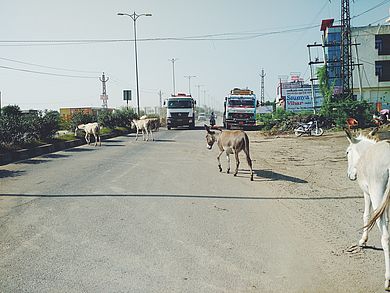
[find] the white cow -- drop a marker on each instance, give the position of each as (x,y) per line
(90,128)
(369,164)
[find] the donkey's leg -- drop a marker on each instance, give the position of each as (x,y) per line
(87,138)
(249,161)
(366,217)
(95,136)
(385,245)
(151,134)
(228,158)
(219,161)
(237,162)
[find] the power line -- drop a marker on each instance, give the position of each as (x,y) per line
(45,73)
(44,66)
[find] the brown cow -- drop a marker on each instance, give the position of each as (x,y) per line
(231,142)
(352,123)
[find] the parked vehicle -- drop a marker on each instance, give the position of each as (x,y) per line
(310,128)
(202,117)
(212,119)
(180,111)
(240,108)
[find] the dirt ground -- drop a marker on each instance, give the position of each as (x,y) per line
(312,173)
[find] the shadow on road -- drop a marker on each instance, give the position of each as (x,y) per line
(164,140)
(54,156)
(32,161)
(273,176)
(7,173)
(199,196)
(80,150)
(267,175)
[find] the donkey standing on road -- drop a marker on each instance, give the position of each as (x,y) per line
(369,163)
(231,142)
(90,128)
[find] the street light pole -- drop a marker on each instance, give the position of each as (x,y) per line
(173,74)
(189,82)
(134,17)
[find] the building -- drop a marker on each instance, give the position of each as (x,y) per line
(371,56)
(372,78)
(296,96)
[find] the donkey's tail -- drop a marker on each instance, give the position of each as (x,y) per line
(383,207)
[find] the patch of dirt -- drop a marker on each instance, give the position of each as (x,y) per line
(311,174)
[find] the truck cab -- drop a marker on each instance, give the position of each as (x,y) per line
(180,111)
(240,108)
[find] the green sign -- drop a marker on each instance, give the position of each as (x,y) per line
(127,95)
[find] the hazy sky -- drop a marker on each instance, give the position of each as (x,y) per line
(235,40)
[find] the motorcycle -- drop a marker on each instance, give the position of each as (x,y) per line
(212,121)
(310,128)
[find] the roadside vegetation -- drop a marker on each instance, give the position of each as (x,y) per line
(19,130)
(332,115)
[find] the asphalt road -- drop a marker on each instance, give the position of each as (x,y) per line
(150,217)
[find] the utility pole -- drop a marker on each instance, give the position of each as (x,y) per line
(104,96)
(204,98)
(262,75)
(189,82)
(346,54)
(160,95)
(198,86)
(173,74)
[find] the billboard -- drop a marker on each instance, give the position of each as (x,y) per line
(300,100)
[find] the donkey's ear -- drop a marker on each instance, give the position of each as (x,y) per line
(374,131)
(350,138)
(208,129)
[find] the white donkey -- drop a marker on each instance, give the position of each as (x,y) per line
(90,128)
(143,125)
(369,163)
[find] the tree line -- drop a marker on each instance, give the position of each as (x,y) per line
(22,130)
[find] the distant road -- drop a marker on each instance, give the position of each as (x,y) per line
(153,217)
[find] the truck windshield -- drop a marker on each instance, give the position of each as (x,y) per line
(241,102)
(179,104)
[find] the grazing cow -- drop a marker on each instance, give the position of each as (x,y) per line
(231,142)
(352,123)
(369,163)
(154,124)
(90,128)
(143,125)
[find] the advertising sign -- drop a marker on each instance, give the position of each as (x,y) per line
(127,95)
(300,100)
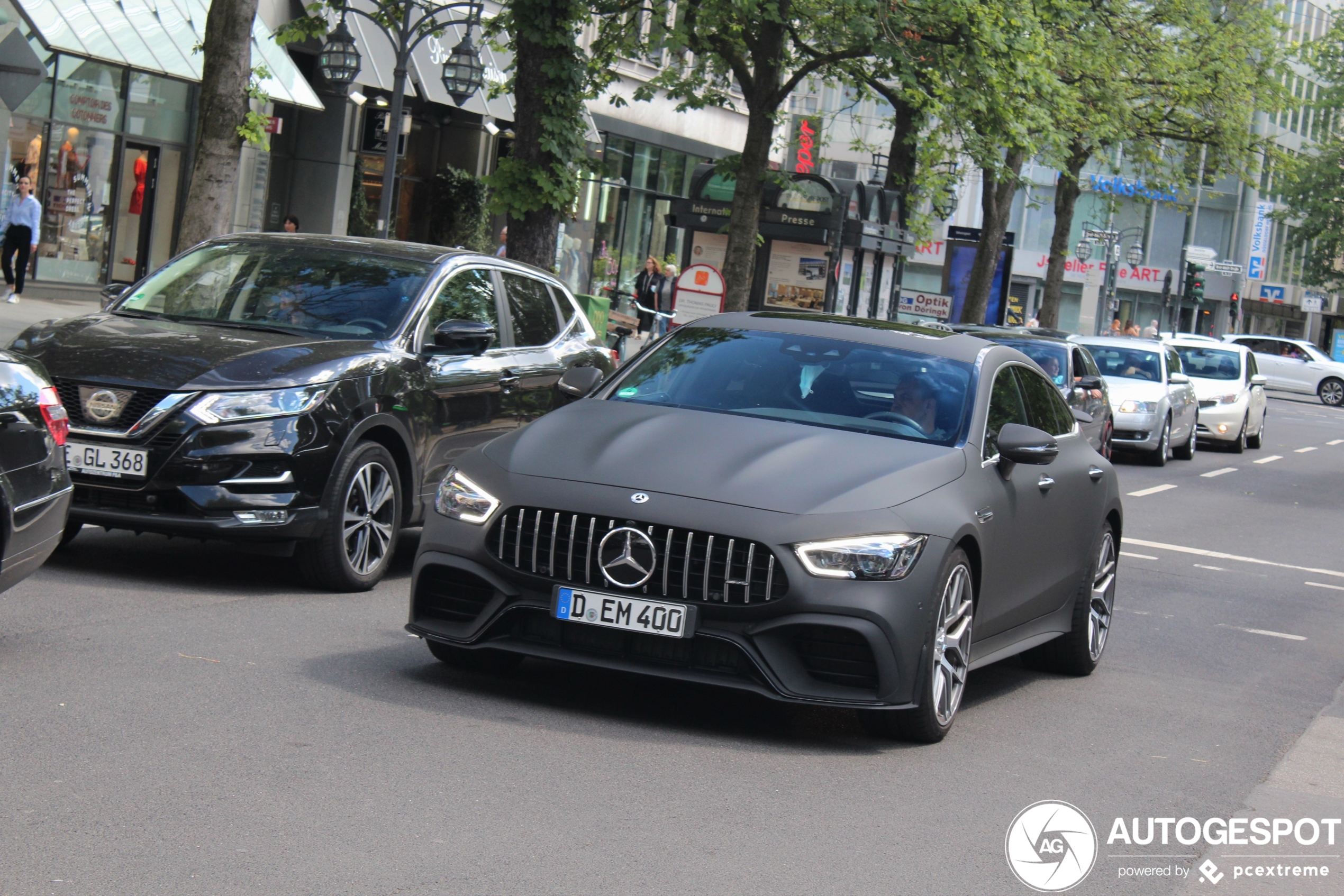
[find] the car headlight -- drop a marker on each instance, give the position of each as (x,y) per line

§

▶ WHAT TO PRODUCE
Everything from the line containing "[find] the roadside" through the last line of the entries must be repeated verbatim, except pictures.

▶ COMPLETE ANSWER
[find] the roadside vegetation -- drop a marker on each instance, give the position of each as (x,y) per line
(19,130)
(332,115)
[find] the asphalt road -- drop a marker on each instance, give the position of each as (x,y) per line
(150,217)
[find] the utility pole -- drop a marker on each instance, give the position of each as (x,y) per line
(104,96)
(204,98)
(262,75)
(189,82)
(346,54)
(160,95)
(198,86)
(173,74)
[find] the billboard -- drop a marker on each instance, give the position of each as (x,y) per line
(300,100)
[find] the donkey's ear -- drop a marker on each instance, give the position of each as (x,y) per line
(374,131)
(350,138)
(208,129)
[find] the white donkey -- drop a marker on each instance, give the position of each as (x,y) per line
(90,128)
(143,125)
(369,163)
[find] the tree line -- drop a marker on each instance, give the position of each as (x,y) per line
(22,130)
[find] the distant road -- drop a marker on each instance, give the position of each as (x,y) per line
(153,217)
[find] the truck windshield -- drop a marker on each instance, give the position of each as (x,y) per line
(241,102)
(179,104)
[find] the grazing cow -- drop a marker on each instance, give the position of each as (x,y) per line
(231,142)
(352,123)
(369,163)
(154,124)
(90,128)
(143,125)
[find] the advertising sign -- drop a marker on each instance, give the position of each as (x,y) per line
(127,95)
(300,100)
[find] the car headlight -- drop a marker on each instance, give the position of each as (x,y) per line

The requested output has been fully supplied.